Exercise brief: State, as a bare number, how many lines below contain "point".

Dataset extract:
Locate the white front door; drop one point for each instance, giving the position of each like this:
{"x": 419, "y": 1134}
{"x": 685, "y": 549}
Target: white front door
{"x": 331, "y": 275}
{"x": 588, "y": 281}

---

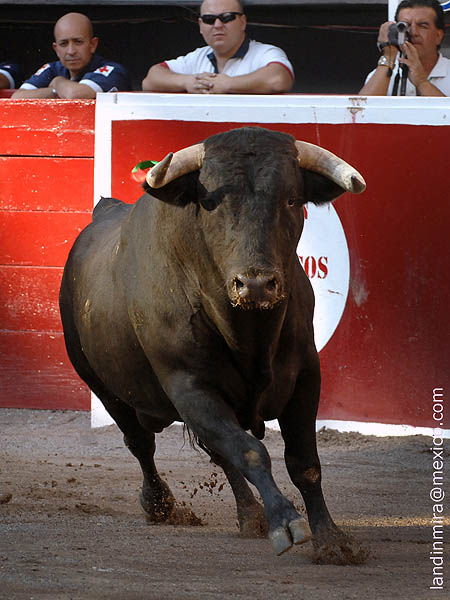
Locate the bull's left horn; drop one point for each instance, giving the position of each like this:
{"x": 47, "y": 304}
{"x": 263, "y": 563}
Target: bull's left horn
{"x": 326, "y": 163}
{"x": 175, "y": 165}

Answer to the problem: 2